Colombie : La philosophie Ubuntu derrière le pari politique de Francia Márquez

Publié le 24 Janvier 2022

Servindi, 22 janvier 2022 - "Je suis parce que nous sommes" est une phrase qui résume la philosophie Ubuntu qui inspire Francia Márquez Mina, candidate à la présidence de la Colombie pour la coalition politique Pacto Histórico por Colombia.

Avec d'autres candidats de la même coalition comme Aída Bella, Armando Benedetti, Gustavo Petro, Iván Cepeda, entre autres, Francia Márquez est née dans le nord du Cauca et est avocate de l'Université de Santiago de Cali.

Elle a été récompensée en 2015 par le prix national pour la défense des droits de l'homme, et a été mise en avant en 2019 par la BBC dans sa liste des 100 femmes, où elle a été honorée pour ses réalisations en tant qu'environnementaliste.

Ci-dessous l'article rédigé par Carolina Rodríguez Mayo :

 
"Je suis parce que nous sommes" : la philosophie Ubuntu derrière le pari politique de Francia Márquez

Par Carolina Rodríguez Mayo*

22 janvier 2022 - " Je suis un maillon de la chaîne et la chaîne ne se brise pas ici " a déclaré publiquement Francia Márquez, nouvelle candidate à la présidence colombienne au nom du Pacte historique, ouvrant une porte pour comprendre la philosophie Ubuntu qui soutient sa vision politique : un système de pensée forgé dans la négritude, avec une philosophie qui donne un regard éthique sur la politique et la manière de gouverner.

=====

| DESCRIPTION DE LA TÂCHE |
Reproduisez fidèlement le passage de l'article sur Francia Márquez qui débute aux mots « Servindi, 22 janvier » et se termine après « Santiago de Cali. ».

| DONNÉES EXTRAITES |

=====

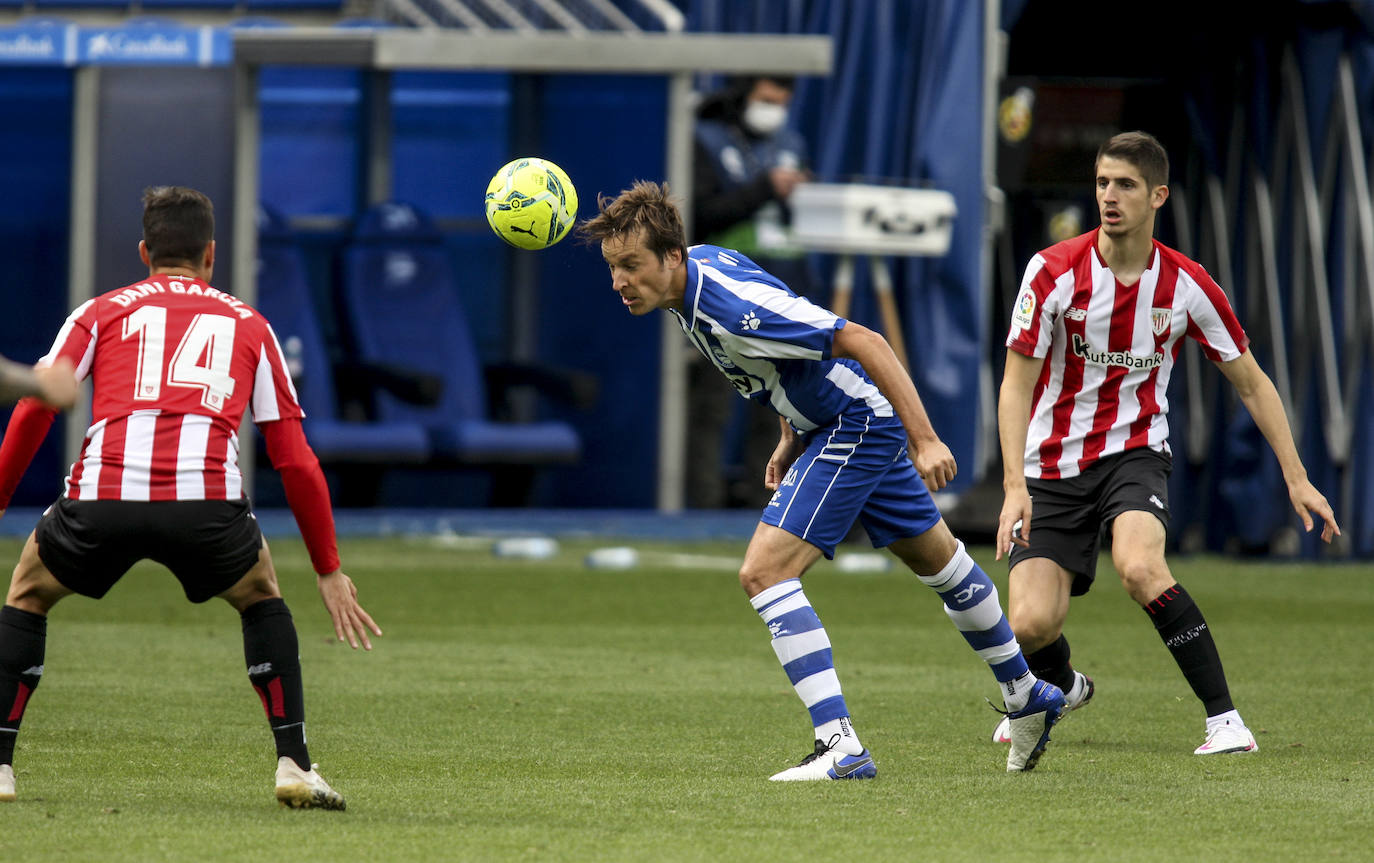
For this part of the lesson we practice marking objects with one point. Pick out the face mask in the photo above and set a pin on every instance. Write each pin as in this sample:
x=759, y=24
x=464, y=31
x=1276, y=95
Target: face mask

=====

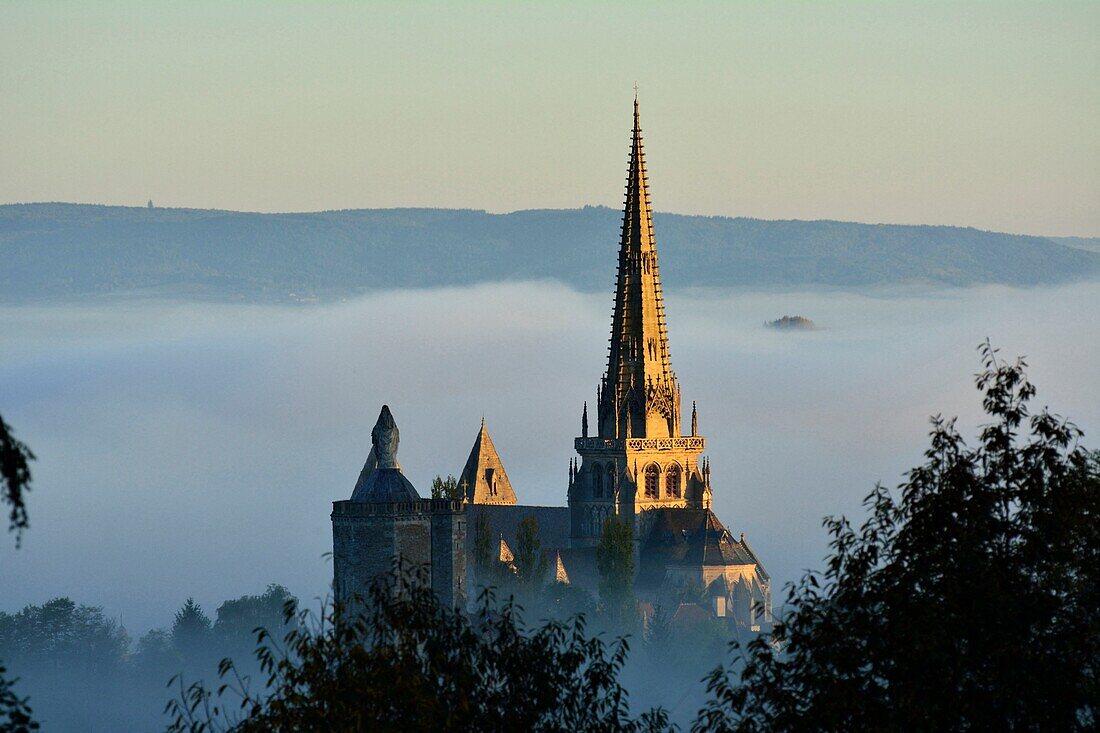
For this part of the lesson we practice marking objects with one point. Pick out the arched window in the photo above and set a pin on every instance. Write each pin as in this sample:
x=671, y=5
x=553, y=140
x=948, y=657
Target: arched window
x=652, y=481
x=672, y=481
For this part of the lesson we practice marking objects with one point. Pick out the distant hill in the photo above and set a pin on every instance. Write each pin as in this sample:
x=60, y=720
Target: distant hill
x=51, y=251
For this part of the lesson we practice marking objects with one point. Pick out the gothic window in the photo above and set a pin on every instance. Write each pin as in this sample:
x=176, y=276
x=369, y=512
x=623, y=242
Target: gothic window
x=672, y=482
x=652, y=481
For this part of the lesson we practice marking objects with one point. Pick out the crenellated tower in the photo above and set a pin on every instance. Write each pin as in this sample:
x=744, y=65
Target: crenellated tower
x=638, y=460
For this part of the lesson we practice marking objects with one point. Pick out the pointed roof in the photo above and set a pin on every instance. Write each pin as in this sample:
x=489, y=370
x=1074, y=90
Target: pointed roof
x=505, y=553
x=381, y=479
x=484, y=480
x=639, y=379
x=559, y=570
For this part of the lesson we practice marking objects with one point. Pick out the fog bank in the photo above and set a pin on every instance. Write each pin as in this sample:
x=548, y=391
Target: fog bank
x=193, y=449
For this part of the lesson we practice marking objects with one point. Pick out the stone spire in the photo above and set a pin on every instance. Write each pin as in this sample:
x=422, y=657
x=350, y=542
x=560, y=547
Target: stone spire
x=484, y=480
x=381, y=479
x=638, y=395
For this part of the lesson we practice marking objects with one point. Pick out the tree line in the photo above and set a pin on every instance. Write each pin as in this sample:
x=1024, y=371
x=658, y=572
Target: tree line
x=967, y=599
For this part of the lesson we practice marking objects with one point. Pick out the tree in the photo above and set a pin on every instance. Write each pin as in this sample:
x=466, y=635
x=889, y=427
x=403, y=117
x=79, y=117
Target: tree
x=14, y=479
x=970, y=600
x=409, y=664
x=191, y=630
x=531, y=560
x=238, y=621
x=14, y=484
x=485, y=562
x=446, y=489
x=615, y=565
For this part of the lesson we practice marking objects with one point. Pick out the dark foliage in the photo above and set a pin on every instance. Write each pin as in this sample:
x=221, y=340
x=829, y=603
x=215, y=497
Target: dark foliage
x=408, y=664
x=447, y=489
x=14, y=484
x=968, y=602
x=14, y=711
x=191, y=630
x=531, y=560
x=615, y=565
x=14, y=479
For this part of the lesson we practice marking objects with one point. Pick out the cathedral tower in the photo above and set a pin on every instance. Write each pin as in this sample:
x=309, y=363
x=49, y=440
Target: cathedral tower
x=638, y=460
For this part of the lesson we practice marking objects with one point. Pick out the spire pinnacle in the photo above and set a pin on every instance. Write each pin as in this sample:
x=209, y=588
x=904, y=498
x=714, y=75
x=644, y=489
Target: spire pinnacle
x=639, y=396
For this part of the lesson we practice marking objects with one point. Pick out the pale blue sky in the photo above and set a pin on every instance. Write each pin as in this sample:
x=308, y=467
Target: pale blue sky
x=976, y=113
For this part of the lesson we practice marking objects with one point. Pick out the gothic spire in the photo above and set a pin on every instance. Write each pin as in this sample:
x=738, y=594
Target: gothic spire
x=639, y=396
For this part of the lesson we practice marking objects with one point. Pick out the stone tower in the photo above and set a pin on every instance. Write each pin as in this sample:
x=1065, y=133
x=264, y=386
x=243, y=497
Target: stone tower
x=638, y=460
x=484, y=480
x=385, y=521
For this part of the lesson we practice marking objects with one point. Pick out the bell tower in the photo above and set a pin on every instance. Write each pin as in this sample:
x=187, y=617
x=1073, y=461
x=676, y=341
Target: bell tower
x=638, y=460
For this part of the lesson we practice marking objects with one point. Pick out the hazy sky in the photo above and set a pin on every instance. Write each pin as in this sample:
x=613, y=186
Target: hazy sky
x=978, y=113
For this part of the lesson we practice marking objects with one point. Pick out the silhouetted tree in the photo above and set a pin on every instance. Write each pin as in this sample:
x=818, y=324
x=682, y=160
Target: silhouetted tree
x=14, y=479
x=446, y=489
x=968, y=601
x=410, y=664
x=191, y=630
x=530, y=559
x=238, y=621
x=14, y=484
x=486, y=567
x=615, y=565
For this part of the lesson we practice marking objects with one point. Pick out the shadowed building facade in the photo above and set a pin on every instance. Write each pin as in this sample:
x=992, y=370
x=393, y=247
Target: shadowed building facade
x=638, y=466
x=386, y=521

=====

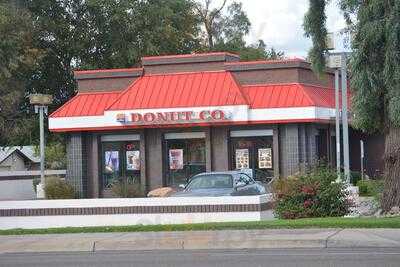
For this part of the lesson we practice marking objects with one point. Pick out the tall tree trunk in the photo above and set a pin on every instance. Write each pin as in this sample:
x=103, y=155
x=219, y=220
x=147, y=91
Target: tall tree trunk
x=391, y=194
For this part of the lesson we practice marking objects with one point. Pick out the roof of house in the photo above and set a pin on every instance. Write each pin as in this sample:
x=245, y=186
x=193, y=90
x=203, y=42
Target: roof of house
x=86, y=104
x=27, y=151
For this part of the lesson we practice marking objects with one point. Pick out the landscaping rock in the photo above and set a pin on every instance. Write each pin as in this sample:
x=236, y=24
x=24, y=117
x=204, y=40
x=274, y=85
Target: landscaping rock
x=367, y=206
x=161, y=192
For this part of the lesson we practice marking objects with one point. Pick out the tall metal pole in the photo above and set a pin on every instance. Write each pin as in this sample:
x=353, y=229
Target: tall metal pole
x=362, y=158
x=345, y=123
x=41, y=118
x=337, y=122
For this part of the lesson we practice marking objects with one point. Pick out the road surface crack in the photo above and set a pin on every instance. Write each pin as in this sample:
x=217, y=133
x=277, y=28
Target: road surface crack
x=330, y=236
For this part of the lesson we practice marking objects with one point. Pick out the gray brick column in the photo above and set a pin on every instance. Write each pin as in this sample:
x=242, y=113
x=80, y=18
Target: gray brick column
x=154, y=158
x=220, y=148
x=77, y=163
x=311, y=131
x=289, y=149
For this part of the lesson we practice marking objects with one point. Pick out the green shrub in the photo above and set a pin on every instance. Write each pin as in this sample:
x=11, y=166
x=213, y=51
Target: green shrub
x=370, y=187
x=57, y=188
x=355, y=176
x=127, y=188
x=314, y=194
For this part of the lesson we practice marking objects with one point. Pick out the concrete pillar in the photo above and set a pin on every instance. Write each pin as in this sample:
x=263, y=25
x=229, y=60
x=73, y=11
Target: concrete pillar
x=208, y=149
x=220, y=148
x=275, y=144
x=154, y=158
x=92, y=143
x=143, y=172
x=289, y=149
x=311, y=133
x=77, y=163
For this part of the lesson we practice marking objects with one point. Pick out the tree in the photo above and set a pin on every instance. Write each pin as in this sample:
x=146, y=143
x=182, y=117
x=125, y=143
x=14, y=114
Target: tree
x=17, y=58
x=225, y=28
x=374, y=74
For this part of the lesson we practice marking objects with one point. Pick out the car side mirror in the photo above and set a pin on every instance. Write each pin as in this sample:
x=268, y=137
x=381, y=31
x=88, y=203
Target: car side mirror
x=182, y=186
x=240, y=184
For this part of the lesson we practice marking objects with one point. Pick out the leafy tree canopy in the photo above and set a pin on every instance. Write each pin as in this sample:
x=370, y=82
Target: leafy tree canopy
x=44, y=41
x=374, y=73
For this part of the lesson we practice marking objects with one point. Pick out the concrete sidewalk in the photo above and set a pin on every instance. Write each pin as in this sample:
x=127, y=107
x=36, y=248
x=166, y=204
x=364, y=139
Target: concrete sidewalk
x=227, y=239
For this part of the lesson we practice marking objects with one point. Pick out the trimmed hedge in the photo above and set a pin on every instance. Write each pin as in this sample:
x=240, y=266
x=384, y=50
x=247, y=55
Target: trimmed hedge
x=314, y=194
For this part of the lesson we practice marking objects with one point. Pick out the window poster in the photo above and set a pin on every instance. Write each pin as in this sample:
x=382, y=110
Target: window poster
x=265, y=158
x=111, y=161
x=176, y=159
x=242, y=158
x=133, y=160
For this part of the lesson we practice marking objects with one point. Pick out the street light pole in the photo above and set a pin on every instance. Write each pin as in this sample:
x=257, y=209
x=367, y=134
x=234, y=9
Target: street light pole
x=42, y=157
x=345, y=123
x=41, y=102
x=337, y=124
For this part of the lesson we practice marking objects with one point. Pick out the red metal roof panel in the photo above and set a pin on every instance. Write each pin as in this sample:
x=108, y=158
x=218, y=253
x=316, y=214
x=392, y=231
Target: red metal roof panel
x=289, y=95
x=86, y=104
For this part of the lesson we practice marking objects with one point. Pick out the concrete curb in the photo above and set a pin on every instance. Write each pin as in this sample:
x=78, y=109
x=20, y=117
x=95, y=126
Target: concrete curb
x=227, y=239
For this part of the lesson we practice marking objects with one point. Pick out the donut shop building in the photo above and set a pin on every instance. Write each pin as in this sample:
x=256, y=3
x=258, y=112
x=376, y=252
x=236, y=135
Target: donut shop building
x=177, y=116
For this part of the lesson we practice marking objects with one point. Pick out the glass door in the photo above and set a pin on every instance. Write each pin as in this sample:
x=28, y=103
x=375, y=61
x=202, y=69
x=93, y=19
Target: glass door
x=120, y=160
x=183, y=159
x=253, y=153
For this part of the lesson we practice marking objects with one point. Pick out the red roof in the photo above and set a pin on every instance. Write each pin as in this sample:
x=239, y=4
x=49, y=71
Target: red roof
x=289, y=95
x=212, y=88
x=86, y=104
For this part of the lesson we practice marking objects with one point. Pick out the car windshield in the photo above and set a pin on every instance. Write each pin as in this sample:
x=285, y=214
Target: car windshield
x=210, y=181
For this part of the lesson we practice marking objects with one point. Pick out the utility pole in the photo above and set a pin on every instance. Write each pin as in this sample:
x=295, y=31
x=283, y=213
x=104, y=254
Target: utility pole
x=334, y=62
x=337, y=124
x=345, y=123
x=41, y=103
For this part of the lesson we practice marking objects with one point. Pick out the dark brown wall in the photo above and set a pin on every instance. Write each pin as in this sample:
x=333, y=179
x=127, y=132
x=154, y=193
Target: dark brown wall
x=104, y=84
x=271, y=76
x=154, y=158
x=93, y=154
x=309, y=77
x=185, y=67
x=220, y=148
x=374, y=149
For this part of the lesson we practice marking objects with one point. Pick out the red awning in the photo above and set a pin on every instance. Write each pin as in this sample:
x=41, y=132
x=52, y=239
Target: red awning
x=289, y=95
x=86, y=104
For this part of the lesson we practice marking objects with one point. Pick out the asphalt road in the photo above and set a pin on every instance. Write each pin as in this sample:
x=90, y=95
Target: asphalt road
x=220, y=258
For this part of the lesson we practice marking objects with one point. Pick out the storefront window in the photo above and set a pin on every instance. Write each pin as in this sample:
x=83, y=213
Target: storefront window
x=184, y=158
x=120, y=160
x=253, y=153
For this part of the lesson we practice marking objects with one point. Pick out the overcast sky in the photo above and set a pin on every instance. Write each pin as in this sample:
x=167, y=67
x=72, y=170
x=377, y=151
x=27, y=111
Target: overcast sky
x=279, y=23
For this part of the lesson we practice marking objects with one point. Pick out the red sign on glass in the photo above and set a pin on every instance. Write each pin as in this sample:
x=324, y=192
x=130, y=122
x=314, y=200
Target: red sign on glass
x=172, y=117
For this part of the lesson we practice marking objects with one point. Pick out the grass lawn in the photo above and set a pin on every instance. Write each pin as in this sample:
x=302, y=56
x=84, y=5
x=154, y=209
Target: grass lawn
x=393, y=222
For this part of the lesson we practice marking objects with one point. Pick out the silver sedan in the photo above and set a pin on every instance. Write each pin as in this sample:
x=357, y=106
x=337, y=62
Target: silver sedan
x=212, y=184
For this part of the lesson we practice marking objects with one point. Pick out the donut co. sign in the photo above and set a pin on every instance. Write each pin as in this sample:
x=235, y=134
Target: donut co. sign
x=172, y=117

=====

| RÉPONSE RÉDIGÉE |
Servindi, 22 janvier 2022 - "Je suis parce que nous sommes" est une phrase qui résume la philosophie Ubuntu qui inspire Francia Márquez Mina, candidate à la présidence de la Colombie pour la coalition politique Pacto Histórico por Colombia.

Avec d'autres candidats de la même coalition comme Aída Bella, Armando Benedetti, Gustavo Petro, Iván Cepeda, entre autres, Francia Márquez est née dans le nord du Cauca et est avocate de l'Université de Santiago de Cali.